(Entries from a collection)

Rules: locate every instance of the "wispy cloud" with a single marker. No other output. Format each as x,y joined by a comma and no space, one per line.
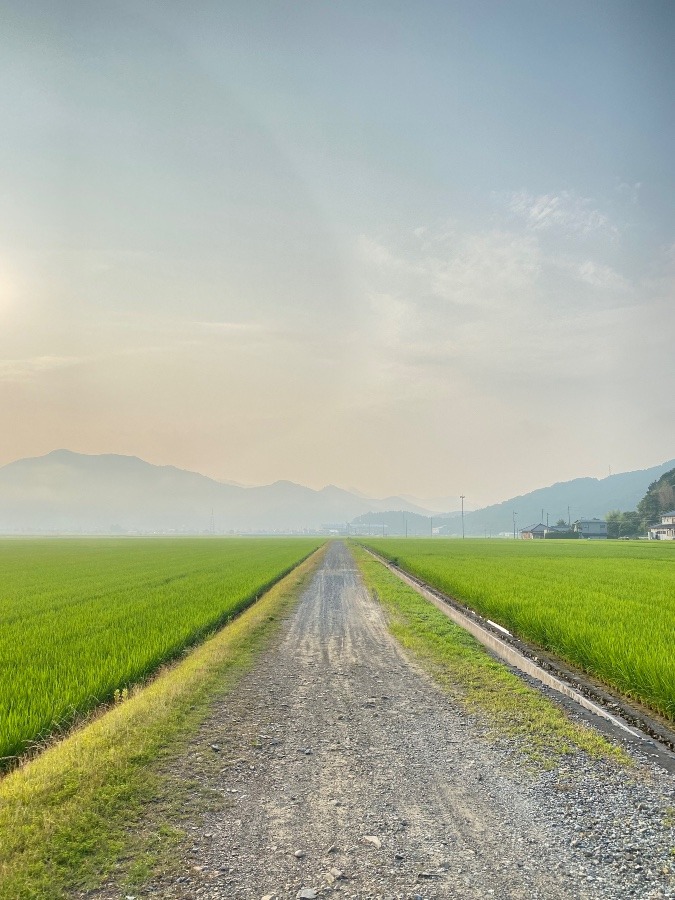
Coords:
565,211
34,366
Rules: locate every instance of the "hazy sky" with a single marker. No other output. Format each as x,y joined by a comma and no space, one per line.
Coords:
417,247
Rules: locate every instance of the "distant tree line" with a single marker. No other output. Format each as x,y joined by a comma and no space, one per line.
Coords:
659,499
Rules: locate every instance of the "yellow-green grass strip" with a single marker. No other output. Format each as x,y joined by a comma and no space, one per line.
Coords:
81,619
476,681
67,816
606,607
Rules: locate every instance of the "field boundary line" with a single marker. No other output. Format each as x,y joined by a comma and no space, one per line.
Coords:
471,621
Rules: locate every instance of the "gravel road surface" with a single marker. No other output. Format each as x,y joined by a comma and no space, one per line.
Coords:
338,767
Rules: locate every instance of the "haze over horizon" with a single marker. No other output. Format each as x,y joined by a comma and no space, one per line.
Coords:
422,249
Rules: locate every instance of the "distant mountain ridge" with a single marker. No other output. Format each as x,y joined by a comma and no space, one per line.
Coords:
68,492
73,492
579,498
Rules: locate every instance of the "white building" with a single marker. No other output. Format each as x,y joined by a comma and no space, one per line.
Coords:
666,530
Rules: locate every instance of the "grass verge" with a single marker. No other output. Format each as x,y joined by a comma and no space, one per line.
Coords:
477,681
70,815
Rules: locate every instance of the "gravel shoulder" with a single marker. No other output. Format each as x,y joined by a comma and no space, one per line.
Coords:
338,767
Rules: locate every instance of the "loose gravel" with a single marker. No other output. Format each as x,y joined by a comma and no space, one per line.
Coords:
339,768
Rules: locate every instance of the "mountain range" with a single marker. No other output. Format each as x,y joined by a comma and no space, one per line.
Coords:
74,492
67,492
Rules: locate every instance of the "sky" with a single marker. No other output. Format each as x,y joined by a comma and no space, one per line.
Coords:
407,248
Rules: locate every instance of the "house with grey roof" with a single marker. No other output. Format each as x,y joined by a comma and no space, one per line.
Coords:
591,529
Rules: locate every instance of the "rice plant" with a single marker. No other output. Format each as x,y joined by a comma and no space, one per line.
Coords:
606,607
83,620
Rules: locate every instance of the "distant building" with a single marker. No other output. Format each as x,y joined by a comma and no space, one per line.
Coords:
591,529
666,530
541,531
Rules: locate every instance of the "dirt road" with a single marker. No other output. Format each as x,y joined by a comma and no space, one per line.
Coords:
338,767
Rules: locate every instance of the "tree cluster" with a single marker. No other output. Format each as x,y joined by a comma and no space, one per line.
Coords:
660,498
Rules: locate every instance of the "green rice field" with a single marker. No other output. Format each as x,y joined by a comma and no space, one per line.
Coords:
606,607
81,619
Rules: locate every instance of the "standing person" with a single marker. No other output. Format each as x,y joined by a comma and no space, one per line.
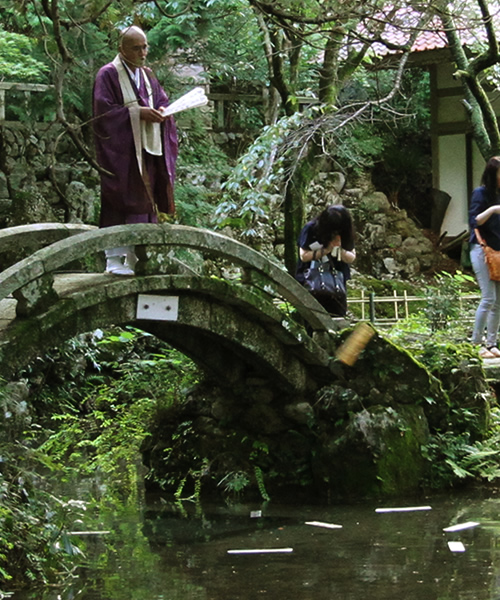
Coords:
135,144
329,235
484,214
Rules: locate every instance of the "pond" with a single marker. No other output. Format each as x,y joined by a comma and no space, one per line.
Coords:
183,551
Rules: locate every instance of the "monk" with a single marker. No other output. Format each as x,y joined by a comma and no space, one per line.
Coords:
135,144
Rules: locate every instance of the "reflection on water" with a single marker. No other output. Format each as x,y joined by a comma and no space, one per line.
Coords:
174,552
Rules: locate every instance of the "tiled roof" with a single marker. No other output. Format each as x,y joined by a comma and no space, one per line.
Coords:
402,22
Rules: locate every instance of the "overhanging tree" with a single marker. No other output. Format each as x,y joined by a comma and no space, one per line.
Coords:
470,28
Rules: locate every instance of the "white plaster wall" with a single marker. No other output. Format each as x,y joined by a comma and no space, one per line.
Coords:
453,180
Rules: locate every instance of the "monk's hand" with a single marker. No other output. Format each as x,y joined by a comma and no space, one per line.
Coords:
151,115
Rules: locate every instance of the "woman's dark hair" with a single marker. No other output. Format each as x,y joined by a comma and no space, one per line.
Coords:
490,177
335,220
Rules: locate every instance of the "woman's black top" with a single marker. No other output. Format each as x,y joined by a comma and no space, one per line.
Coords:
306,238
490,230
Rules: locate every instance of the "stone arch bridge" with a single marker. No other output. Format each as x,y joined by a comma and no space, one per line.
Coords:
235,312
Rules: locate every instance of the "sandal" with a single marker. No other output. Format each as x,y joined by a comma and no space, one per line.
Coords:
485,353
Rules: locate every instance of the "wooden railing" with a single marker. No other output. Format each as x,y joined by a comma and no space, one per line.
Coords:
369,307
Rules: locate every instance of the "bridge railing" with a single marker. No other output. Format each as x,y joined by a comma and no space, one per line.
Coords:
30,280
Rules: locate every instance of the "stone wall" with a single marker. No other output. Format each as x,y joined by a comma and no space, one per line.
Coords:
43,178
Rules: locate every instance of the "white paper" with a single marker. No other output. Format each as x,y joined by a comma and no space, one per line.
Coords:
193,99
403,509
321,524
260,551
456,547
461,526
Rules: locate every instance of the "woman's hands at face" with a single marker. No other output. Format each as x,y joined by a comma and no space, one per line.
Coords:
334,242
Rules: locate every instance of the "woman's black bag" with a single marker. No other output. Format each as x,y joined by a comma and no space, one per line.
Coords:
327,285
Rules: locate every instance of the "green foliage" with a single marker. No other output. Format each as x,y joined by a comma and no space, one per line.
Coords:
100,395
443,299
255,180
17,59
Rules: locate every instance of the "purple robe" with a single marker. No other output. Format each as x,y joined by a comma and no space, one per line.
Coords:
124,198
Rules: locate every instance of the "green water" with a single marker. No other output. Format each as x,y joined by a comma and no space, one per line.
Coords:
180,552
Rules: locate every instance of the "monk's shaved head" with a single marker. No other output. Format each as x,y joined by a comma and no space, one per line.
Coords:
133,46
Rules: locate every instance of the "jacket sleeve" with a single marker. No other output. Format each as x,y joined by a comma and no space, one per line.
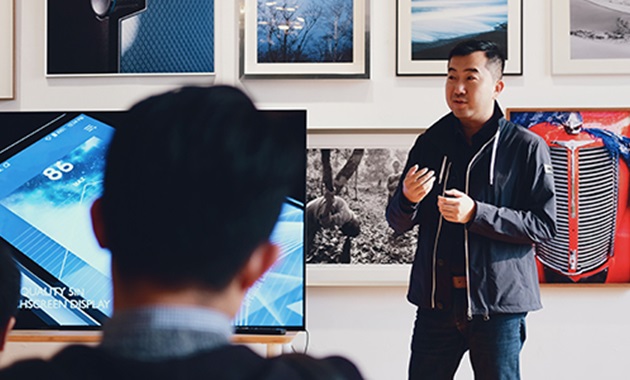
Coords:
401,213
534,224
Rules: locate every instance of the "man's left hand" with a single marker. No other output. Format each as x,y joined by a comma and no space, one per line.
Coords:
456,207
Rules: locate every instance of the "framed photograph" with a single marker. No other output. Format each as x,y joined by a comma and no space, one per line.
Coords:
350,177
139,37
7,47
427,30
590,155
304,39
590,36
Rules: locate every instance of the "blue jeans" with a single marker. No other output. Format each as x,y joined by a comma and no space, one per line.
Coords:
440,339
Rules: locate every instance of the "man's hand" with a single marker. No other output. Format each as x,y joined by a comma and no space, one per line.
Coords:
456,207
418,183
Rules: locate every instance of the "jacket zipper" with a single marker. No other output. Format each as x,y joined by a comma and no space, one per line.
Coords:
443,179
466,251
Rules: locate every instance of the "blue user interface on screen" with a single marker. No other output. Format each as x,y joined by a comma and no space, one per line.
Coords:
46,191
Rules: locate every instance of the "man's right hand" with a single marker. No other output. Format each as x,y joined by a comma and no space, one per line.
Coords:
418,183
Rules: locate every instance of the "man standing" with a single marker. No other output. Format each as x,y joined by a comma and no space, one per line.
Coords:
481,190
184,250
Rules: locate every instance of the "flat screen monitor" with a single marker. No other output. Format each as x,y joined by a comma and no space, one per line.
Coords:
51,171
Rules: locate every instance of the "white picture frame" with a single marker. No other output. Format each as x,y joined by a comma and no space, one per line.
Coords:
334,274
406,65
7,49
158,38
566,56
357,67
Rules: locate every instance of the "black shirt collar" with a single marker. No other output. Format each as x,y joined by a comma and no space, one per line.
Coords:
486,132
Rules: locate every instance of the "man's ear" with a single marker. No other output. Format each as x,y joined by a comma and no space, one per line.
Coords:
4,332
259,262
498,88
96,212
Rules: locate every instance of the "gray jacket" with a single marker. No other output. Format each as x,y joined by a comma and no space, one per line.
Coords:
510,178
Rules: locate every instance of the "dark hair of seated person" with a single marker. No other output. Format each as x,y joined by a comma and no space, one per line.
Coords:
9,287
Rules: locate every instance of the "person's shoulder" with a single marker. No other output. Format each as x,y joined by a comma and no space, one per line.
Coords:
305,367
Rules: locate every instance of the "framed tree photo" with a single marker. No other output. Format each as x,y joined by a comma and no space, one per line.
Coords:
427,30
590,36
7,41
304,39
350,176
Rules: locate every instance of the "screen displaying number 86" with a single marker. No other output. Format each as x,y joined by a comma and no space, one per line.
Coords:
56,171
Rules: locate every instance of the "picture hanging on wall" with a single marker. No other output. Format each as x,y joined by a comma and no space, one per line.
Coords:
428,30
590,36
350,179
7,40
304,39
590,154
139,37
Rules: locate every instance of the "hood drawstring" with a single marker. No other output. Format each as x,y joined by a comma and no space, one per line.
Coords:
493,157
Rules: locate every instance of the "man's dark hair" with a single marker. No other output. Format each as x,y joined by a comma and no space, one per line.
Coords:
492,51
194,182
9,286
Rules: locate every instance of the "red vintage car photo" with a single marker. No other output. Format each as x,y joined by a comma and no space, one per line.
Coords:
590,156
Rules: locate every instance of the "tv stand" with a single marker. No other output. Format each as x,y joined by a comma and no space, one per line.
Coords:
274,343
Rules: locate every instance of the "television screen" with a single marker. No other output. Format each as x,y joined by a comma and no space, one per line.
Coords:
51,171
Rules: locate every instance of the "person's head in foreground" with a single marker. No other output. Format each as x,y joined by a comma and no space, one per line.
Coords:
9,294
194,183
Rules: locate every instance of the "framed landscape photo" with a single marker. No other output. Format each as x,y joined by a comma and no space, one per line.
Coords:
350,177
129,38
427,30
590,36
590,156
304,39
7,42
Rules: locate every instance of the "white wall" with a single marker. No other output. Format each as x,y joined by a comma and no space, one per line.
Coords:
582,332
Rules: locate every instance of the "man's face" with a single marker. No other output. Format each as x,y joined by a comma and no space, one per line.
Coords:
471,89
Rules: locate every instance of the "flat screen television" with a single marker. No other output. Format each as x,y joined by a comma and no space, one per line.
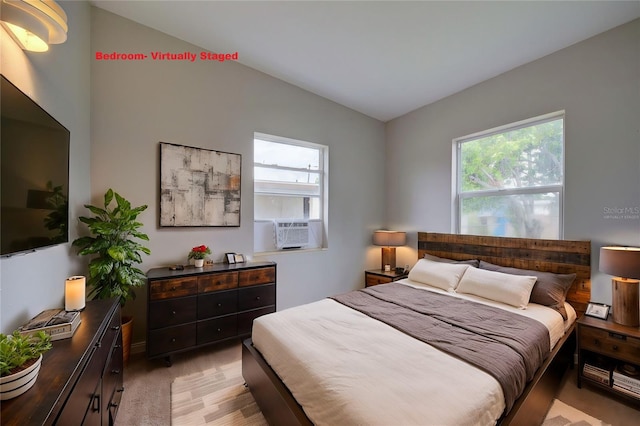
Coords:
34,175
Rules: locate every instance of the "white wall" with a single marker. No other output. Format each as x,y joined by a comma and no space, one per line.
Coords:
213,105
58,80
597,83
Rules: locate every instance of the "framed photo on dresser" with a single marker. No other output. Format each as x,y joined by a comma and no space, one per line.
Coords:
597,310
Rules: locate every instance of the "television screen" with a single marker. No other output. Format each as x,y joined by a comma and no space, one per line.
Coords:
34,175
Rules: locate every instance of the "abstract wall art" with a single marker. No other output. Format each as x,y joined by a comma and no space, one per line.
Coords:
199,187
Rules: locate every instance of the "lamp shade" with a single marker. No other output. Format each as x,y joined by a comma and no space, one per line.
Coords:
389,238
623,262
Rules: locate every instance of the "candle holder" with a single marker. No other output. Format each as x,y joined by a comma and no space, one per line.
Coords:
74,293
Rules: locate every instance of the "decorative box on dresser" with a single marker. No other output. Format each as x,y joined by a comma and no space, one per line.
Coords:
606,345
80,380
195,307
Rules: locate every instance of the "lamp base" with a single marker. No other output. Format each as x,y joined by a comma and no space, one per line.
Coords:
626,302
388,258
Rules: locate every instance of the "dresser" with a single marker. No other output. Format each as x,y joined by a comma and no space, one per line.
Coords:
195,307
80,380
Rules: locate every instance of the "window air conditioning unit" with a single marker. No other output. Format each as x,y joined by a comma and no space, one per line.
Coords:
291,233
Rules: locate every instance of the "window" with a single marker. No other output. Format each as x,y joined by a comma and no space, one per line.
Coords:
289,178
510,180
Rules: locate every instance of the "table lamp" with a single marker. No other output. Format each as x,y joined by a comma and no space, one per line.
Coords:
624,264
389,240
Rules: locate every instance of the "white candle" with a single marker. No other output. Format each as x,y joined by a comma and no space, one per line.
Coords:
74,293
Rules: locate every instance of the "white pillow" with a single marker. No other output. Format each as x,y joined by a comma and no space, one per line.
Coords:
437,274
505,288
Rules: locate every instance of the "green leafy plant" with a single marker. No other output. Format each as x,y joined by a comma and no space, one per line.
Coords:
17,350
199,252
112,270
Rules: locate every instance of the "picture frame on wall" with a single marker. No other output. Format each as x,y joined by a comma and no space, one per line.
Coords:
597,310
199,187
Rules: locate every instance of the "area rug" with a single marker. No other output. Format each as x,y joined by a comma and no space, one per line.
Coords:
561,414
214,397
218,397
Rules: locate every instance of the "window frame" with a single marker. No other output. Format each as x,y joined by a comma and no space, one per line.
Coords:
458,195
323,183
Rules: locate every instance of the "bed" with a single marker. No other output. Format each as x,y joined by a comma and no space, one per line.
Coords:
390,376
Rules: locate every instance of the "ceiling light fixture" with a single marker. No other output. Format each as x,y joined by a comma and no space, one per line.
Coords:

** STATED TASK **
Gather every line of the listing above that contains the word "plant" and reproduce each one in full.

** SOLUTION TO THE PROBLEM **
Rules: locate every instance of the "rice plant" with a single marker. No other output. Format each as x,y joined by a comma and no space, one per line.
Rules: locate every instance of the "green leafy plant" with a single marker. No other output. Format each as x,y joined by a comma and no space, one per line.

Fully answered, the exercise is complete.